-- Start of Page extract --
All of lore.kernel.org
 help / color / mirror / Atom feed
From: Mike Snitzer <snitzer@redhat.com>
To: Tejun Heo <tj@kernel.org>
Cc: jaxboe@fusionio.com, linux-fsdevel@vger.kernel.org,
	linux-scsi@vger.kernel.org, linux-ide@vger.kernel.org,
	linux-kernel@vger.kernel.org, linux-raid@vger.kernel.org,
	hch@lst.de, James.Bottomley@suse.de, tytso@mit.edu,
	chris.mason@oracle.com, swhiteho@redhat.com,
	konishi.ryusuke@lab.ntt.co.jp, dm-devel@redhat.com, vst@vlnb.net,
	jack@suse.cz, rwheeler@redhat.com, hare@suse.de, neilb@suse.de,
	rusty@rustcorp.com.au, mst@redhat.com,
	Mikulas Patocka <mpatocka@redhat.com>,
	Kiyoshi Ueda <k-ueda@ct.jp.nec.com>,
	Jun'ichi Nomura <j-nomura@ce.jp.nec.com>
Subject: Re: [PATCH 5/5] dm: implement REQ_FLUSH/FUA support
Date: Tue, 17 Aug 2010 10:07:35 -0400	[thread overview]
Message-ID: <20100817140734.GA30768@redhat.com> (raw)
In-Reply-To: <4C6A5780.2090100@kernel.org>

On Tue, Aug 17 2010 at  5:33am -0400,
Tejun Heo <tj@kernel.org> wrote:

> Hello,
> 
> On 08/16/2010 09:02 PM, Mike Snitzer wrote:
> > On Mon, Aug 16 2010 at 12:52pm -0400,
> > Tejun Heo <tj@kernel.org> wrote:
> > 
> >> From: Tejun Heo <tj@kernle.org>
> >>
> >> This patch converts dm to support REQ_FLUSH/FUA instead of now
> >> deprecated REQ_HARDBARRIER.
-- End of Page extract --
_Given task_
Could you write the next part of the mailing-list reply about the dm REQ_FLUSH/FUA patch, picking up right after its last line?
-- Start of Records supplied --
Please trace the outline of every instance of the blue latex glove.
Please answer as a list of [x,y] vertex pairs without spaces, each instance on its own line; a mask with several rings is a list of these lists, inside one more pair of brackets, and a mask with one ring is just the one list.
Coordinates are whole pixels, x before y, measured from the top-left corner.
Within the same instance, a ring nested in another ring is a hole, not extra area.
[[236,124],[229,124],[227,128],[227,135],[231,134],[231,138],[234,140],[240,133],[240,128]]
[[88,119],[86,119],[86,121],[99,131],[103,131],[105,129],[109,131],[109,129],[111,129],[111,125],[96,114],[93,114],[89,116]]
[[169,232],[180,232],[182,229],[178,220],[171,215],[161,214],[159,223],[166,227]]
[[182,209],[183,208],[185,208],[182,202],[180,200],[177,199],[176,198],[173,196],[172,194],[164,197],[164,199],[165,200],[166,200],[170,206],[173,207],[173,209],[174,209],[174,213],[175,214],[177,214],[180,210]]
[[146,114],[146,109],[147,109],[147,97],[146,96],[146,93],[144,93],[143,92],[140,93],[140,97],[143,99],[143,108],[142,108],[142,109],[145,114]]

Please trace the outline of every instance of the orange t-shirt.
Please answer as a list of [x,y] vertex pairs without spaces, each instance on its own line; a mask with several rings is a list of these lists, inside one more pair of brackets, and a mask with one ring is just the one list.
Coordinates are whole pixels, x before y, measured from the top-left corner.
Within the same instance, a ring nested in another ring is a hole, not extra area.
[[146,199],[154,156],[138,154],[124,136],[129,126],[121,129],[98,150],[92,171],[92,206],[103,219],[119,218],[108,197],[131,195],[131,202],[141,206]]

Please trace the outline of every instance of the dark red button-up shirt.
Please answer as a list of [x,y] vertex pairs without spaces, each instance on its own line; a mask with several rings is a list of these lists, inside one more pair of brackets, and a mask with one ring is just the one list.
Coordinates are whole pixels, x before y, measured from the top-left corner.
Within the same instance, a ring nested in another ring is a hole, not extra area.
-- End of Records supplied --
_Result_
> > 
> > What tree does this patch apply to?  I know it doesn't apply to
> > v2.6.36-rc1, e.g.: http://git.kernel.org/linus/708e929513502fb0
> 
> (from the head message)
> These patches are on top of
> 
>   block#for-2.6.36-post (c047ab2dddeeafbd6f7c00e45a13a5c4da53ea0b)
> + block-replace-barrier-with-sequenced-flush patchset[1]
> + block-fix-incorrect-bio-request-flag-conversion-in-md patch[2]
> 
> and available in the following git tree.
> 
>   git://git.kernel.org/pub/scm/linux/kernel/git/tj/misc.git flush-fua
> 
> [1] http://thread.gmane.org/gmane.linux.kernel/1022363
> [2] http://thread.gmane.org/gmane.linux.kernel/1023435
> 
> Probably fetching the git tree is the easist way to review?

OK, I missed this info because I just looked at the DM patch.
 
> >> For bio-based dm,
> >> * -EOPNOTSUPP retry logic dropped.
> >
> > That logic wasn't just about retries (at least not in the latest
> > kernel).  With commit 708e929513502fb0 the -EOPNOTSUPP checking also
> > serves to optimize the barrier+discard case (when discards aren't
> > supported).
> 
> With the patch applied, there's no second flush.  Those requests would
> now be REQ_FLUSH + REQ_DISCARD.  The first can't be avoided anyway and
> there won't be the second flush to begin with, so I don't think this
> worsens anything.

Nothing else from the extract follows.